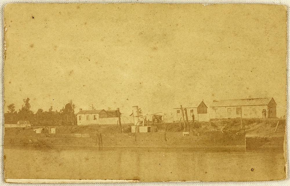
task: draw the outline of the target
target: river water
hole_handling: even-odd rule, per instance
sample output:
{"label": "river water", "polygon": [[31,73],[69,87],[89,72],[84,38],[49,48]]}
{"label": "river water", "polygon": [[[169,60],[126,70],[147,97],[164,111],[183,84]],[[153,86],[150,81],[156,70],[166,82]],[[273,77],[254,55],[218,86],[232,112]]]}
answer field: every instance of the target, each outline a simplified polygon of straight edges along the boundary
{"label": "river water", "polygon": [[5,178],[243,181],[284,178],[282,150],[79,148],[4,150]]}

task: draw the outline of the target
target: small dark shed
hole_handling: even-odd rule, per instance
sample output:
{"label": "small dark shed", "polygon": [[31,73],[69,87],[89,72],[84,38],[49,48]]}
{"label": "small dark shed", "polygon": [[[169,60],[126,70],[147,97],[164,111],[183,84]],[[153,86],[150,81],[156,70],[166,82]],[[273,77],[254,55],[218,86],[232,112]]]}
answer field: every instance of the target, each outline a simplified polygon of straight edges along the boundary
{"label": "small dark shed", "polygon": [[203,101],[197,106],[197,114],[207,114],[207,107]]}

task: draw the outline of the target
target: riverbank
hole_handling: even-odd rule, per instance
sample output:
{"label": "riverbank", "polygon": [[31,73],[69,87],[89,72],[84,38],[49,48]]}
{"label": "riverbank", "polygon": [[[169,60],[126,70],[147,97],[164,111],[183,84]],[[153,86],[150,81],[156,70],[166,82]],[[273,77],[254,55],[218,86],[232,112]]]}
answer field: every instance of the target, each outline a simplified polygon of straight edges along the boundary
{"label": "riverbank", "polygon": [[[285,123],[284,119],[244,119],[242,121],[242,129],[241,128],[241,120],[239,119],[190,123],[188,127],[191,132],[190,137],[189,137],[182,136],[183,125],[182,123],[148,123],[146,124],[147,125],[155,127],[157,132],[136,134],[138,140],[147,142],[146,145],[144,145],[144,142],[143,141],[142,142],[135,144],[136,142],[134,142],[135,134],[130,133],[131,127],[133,124],[122,125],[123,132],[119,126],[116,124],[58,126],[56,127],[55,134],[48,135],[45,134],[35,134],[33,130],[41,127],[39,127],[7,128],[5,129],[4,147],[11,148],[22,145],[23,142],[26,140],[30,140],[30,142],[28,141],[27,143],[33,143],[33,141],[32,143],[31,141],[34,140],[32,140],[31,137],[37,137],[37,140],[41,142],[39,144],[34,144],[36,145],[55,146],[57,144],[61,146],[70,144],[70,145],[74,144],[74,145],[78,146],[79,144],[79,146],[84,147],[95,146],[99,145],[99,140],[97,136],[100,134],[102,135],[103,144],[102,145],[104,147],[158,147],[160,145],[160,147],[174,148],[188,146],[204,148],[213,146],[219,148],[223,146],[231,147],[234,147],[235,145],[230,146],[229,144],[230,143],[224,142],[225,140],[222,139],[226,139],[225,141],[230,142],[231,137],[228,136],[232,136],[233,134],[242,134],[245,135],[247,148],[283,148],[284,144]],[[207,136],[205,138],[207,139],[207,141],[214,144],[215,143],[212,140],[215,138],[211,138],[209,136],[211,135],[207,134],[209,132],[215,131],[217,132],[212,132],[211,136],[213,135],[212,134],[220,133],[217,135],[215,134],[215,137],[219,139],[218,141],[223,140],[225,145],[221,145],[221,143],[219,144],[216,142],[215,142],[215,144],[217,144],[216,145],[207,145],[206,143],[208,142],[206,140],[199,139],[203,139],[200,137],[201,136]],[[155,133],[156,133],[154,134]],[[227,133],[232,135],[224,136]],[[144,136],[142,137],[142,135]],[[143,138],[142,139],[140,138]],[[184,139],[187,138],[188,139],[185,140]],[[173,140],[172,139],[175,139],[175,141]],[[204,142],[202,142],[203,140]],[[177,145],[174,142],[171,143],[169,142],[171,141],[180,142],[180,144]],[[241,147],[243,143],[242,142],[237,144]],[[120,145],[120,144],[123,145]],[[141,145],[142,144],[143,145]]]}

_Challenge_
Return every line of the items that contains the word "dark".

_Response to this task_
target: small dark shed
{"label": "small dark shed", "polygon": [[31,73],[69,87],[89,72],[84,38],[49,48]]}
{"label": "small dark shed", "polygon": [[[169,60],[126,70],[147,97],[164,111],[183,84]],[[153,86],[150,81],[156,70],[166,82]],[[273,77],[254,55],[218,86],[232,112]]]}
{"label": "small dark shed", "polygon": [[203,101],[197,106],[197,114],[207,114],[207,107]]}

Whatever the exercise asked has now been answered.